GetUserDefinedFunction
$result = $client->getUserDefinedFunction
([/* ... */]); $promise = $client->getUserDefinedFunctionAsync
([/* ... */]);
Retrieves a specified function definition from the Data Catalog.
Parameter Syntax
$result = $client->getUserDefinedFunction([ 'CatalogId' => '<string>', 'DatabaseName' => '<string>', // REQUIRED 'FunctionName' => '<string>', // REQUIRED ]);
Parameter Details
Members
- CatalogId
-
- Type: string
The ID of the Data Catalog where the function to be retrieved is located. If none is provided, the Amazon Web Services account ID is used by default.
- DatabaseName
-
- Required: Yes
- Type: string
The name of the catalog database where the function is located.
- FunctionName
-
- Required: Yes
- Type: string
The name of the function.
Result Syntax
[ 'UserDefinedFunction' => [ 'CatalogId' => '<string>', 'ClassName' => '<string>', 'CreateTime' => <DateTime>, 'DatabaseName' => '<string>', 'FunctionName' => '<string>', 'OwnerName' => '<string>', 'OwnerType' => 'USER|ROLE|GROUP', 'ResourceUris' => [ [ 'ResourceType' => 'JAR|FILE|ARCHIVE', 'Uri' => '<string>', ], // ... ], ], ]
Result Details
Members
- UserDefinedFunction
-
- Type: UserDefinedFunction structure
The requested function definition.

• Task 1:
Report every line of the records that contains the string "instance", treating uppercase and lowercase letters as different.
The text and the records are unrelated to each other.

(Dataset records)
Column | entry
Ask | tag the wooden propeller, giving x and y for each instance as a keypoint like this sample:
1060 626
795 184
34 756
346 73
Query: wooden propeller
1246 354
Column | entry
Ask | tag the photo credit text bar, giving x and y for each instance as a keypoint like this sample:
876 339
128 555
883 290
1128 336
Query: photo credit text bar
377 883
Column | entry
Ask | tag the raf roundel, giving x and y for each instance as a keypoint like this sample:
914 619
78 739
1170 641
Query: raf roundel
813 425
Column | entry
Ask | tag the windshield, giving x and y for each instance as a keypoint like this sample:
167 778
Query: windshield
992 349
---
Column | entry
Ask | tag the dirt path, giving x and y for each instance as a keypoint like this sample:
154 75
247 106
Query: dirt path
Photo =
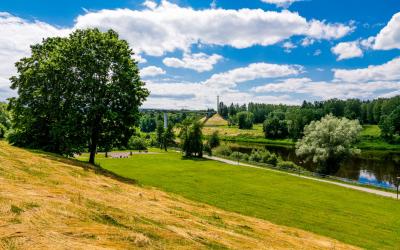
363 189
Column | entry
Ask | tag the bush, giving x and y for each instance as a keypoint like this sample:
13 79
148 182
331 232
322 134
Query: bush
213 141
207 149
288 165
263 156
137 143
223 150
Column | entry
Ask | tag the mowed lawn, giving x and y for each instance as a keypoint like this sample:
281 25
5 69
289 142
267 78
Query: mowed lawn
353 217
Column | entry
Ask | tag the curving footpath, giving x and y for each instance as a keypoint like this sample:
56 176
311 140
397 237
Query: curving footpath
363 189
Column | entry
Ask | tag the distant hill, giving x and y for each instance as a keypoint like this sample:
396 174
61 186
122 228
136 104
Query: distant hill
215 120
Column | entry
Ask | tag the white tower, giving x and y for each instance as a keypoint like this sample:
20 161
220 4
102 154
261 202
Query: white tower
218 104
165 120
* * *
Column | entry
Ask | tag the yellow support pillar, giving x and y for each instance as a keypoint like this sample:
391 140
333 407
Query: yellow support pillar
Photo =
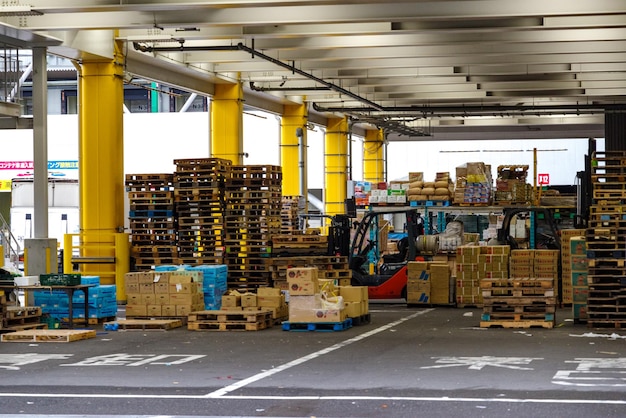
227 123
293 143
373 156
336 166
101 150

• Task 2:
Answer these questions about the GetUserDefinedFunction reference:
(a) Which two parameters are marked as required?
(b) If no CatalogId is provided, which ID is used by default?
(c) What values can OwnerType take in the result syntax?

• Complete response 1:
Ask | tag the wooden propeller, giving x and y for each instance as a keypoint like this sample:
Ask | tag the photo credit text bar, giving x and y for each instance as a keypoint like this sample:
Ask | tag the raf roundel, giving x and y for each instance as a keypoint like this sample:
Ask | tag the windshield, giving x and y for each instance as a keypoint like this sample:
Ask | tag the dirt path, giving x and y for each instance as a keypoint like this sample:
Ask | tag the bush, giving x and y for each instance as a keypoint like this sample:
Ask | tag the mowed lawn, giving x and y for each instance as a keypoint like this sample:
Ask | tag the curving footpath, giving x and y for each instance as a keypoint like this sample:
Ask | tag the distant hill, giving x and y for each instance as a keypoint like this sample:
Ask | tag the white tower, giving x and y for each instance as a keypoint like this sample:
Ask | tag the yellow support pillar, giving x and y for each instance as a keypoint like this sample:

• Complete response 2:
(a) DatabaseName and FunctionName.
(b) The Amazon Web Services account ID.
(c) USER, ROLE, or GROUP.